▸ 给定指令 A: 修改所给文段中以含有“每到这个时候,我总是找个借口”的词句开头、以“芒把母亲的身影拉得好长好长。”结尾的部分,把其中的“母亲”一律换成“妈妈”,然后写出改好的这一段。

千里沃野下的玉米田,在秋季一片金黄,人们在地里将玉米穗子从一米多高的杆上咔嚓掰下来,断了玉米所有的想法,你看吧,玉米地里那一堆堆玉米散落其间,用牛车缓缓地拉回宽敞的院落。


留守家中的妇女和孩童迎出门来,围坐在玉米堆周围,一层层剥掉玉米叶子,只留下两三片,一个个连系起来一串串挂上房顶,让它们在澄明的天空下领略烈日的骄阳和被封的凛冽。


白天人们坐在院子里往一块塑料布或者大笸箩里面用玉米撺子撺玉米粒,晚上就在在火炕上撺,人们盘坐在玉米叶子编成的垫子上,一手抄起玉米,一手用撺,使上劲就听哗啦一声,一排玉米粒簌簌落下,一连撺几下,一穗玉米酒畅通了,可以用手或者玉米棒子把余下的玉米粒脱下来。


用玉米撺子撺玉米也要求人要专心,否则玉米撺子会把人的手豁出一个大口子,殷红的血沾染在玉米粒上,似乎唤醒了玉米粒的前尘旧事,是一种同情还是一种怜爱?


一般情况下都是一个人用玉米撺子撺玉米供几个人撮,记得我小的时候,常常是父亲一个人用玉米撺子撺玉米,而母亲和哥哥、我围坐在父亲身边撮。满炕的玉米粒十分喜人,一向不喜说话的父亲不时的讲些故事笑话或者他当兵时部队记事。即便大家都不说话的时候,听到的吱吱、哗哗的声音,似玉米在诉说。而我总是不能坚持长久,老坐着腰会酸,屁股也硌得慌。


每到这个时候,我总是找个借口,比如上厕所或者写作业来逃避做活。母亲明知道我是偷懒,还是向着我说话,“孩子作业没写完可不行,影响学习,让他去吧!”父亲总是无奈,而哥哥则一脸不甘表情。


最后在夜深的时候,我总会在金灿灿的玉米粒打个滚,抻个极其夸张的打懒腰,被母亲拉着送进被窝。那时候的梦境总是很甜美,时常会在梦里笑出声来,我想那时候梦境如同玉米粒是金黄色的,有着丰收的喜悦和幸福的希望,只是不变的是母亲还在忙着永远都忙不完的家务,昏暗的蜡烛光芒把母亲的身影拉得好长好长。


玉米撺子在近些年来越来越不受欢迎,最后竟然白送到民俗博物馆进行展览,大量的机械化作业代替了手工,玉米撺子自然也就没有了用武之地,我想它一定也是落寞、孤寂的吧?


对于曾经的辉煌舞台演出最终变成落于被供养的闲置能够有谁完全坦然呢?可是注定在历史的舞台上各领风骚数百年,它也该歇歇了!

▸ 数据记录:
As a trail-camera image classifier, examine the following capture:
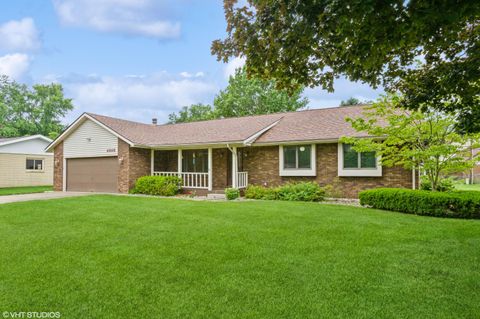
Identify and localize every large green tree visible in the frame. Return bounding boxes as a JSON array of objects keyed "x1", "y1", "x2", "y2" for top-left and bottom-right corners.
[
  {"x1": 212, "y1": 0, "x2": 480, "y2": 131},
  {"x1": 168, "y1": 68, "x2": 308, "y2": 123},
  {"x1": 341, "y1": 95, "x2": 480, "y2": 190},
  {"x1": 0, "y1": 76, "x2": 73, "y2": 138}
]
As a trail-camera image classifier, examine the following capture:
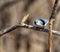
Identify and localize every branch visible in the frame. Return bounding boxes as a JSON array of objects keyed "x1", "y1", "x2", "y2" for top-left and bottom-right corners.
[
  {"x1": 0, "y1": 23, "x2": 60, "y2": 36},
  {"x1": 48, "y1": 0, "x2": 58, "y2": 52}
]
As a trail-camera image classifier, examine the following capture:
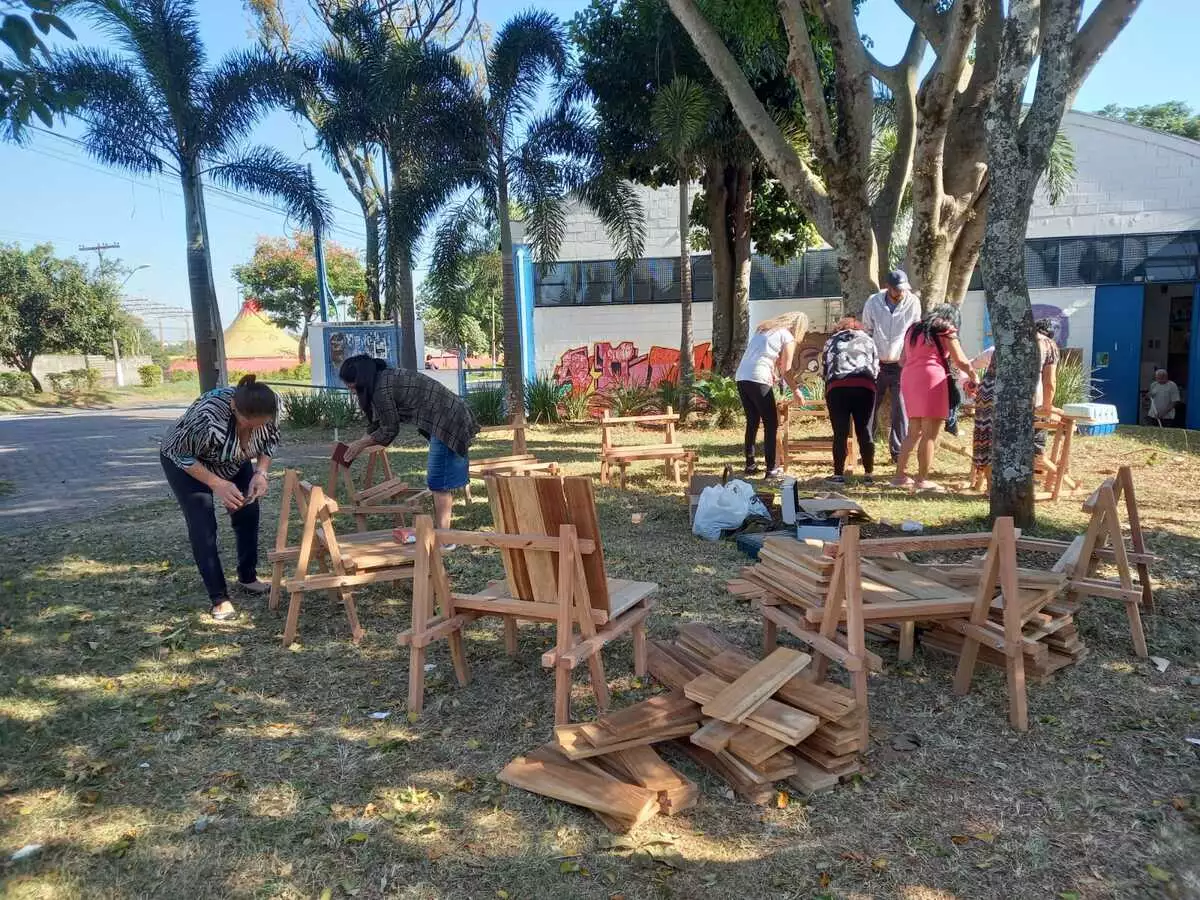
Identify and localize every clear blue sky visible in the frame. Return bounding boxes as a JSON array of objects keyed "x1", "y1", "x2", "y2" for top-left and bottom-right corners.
[{"x1": 0, "y1": 0, "x2": 1200, "y2": 340}]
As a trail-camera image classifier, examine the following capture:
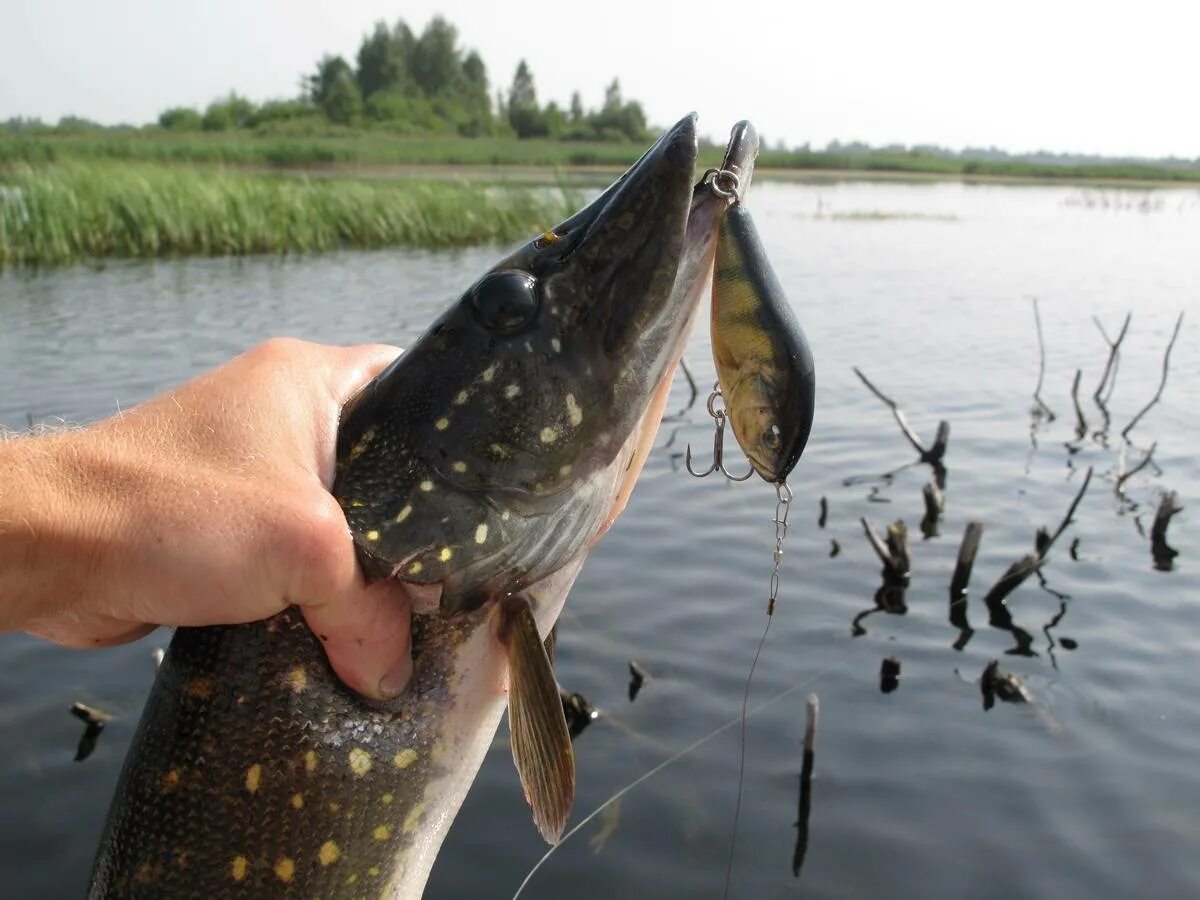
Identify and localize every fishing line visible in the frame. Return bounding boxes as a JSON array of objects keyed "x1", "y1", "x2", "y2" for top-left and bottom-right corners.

▸ 给定指令 B: 将上面全部数据记录逐行重写,请求部分一并保留,并把答案中每个边界框坐标值都加上69。输出中省略图片。

▸ 完整解答 A:
每到这个时候,我总是找个借口,比如上厕所或者写作业来逃避做活。妈妈明知道我是偷懒,还是向着我说话,“孩子作业没写完可不行,影响学习,让他去吧!”父亲总是无奈,而哥哥则一脸不甘表情。


最后在夜深的时候,我总会在金灿灿的玉米粒打个滚,抻个极其夸张的打懒腰,被妈妈拉着送进被窝。那时候的梦境总是很甜美,时常会在梦里笑出声来,我想那时候梦境如同玉米粒是金黄色的,有着丰收的喜悦和幸福的希望,只是不变的是妈妈还在忙着永远都忙不完的家务,昏暗的蜡烛光芒把妈妈的身影拉得好长好长。

▸ 完整解答 B:
As a trail-camera image classifier, examine the following capture:
Identify and localize every large green tree visible in the frame. Return bounding boxes as a JSON array of objects keyed "x1", "y1", "x2", "y2" for top-left and bottom-right corners.
[
  {"x1": 281, "y1": 69, "x2": 549, "y2": 200},
  {"x1": 237, "y1": 137, "x2": 377, "y2": 192},
  {"x1": 410, "y1": 164, "x2": 549, "y2": 259},
  {"x1": 69, "y1": 145, "x2": 142, "y2": 207}
]
As a trail-camera image classifier, examine the following capture:
Identify and localize every branch visible in the frame. Return bounding boxes as a JSON array of objects keyed "x1", "y1", "x2", "y2" for top-left and bottom-right corners.
[
  {"x1": 69, "y1": 92, "x2": 129, "y2": 105},
  {"x1": 117, "y1": 69, "x2": 127, "y2": 121}
]
As a trail-camera image classifier, examine the following capture:
Identify and localize every clear blue sky visible in the frame. Return bounding boxes as a JSON array of objects keyed "x1", "y1", "x2", "y2" for top-left and bottom-right corners.
[{"x1": 69, "y1": 69, "x2": 1269, "y2": 409}]
As a trail-camera image classifier, examine the following capture:
Identify and localize every fishing line visible in the frame. Return bounding boxes as a JSON array of objects keyed "x1", "y1", "x2", "y2" for top-left and bottom-right corners.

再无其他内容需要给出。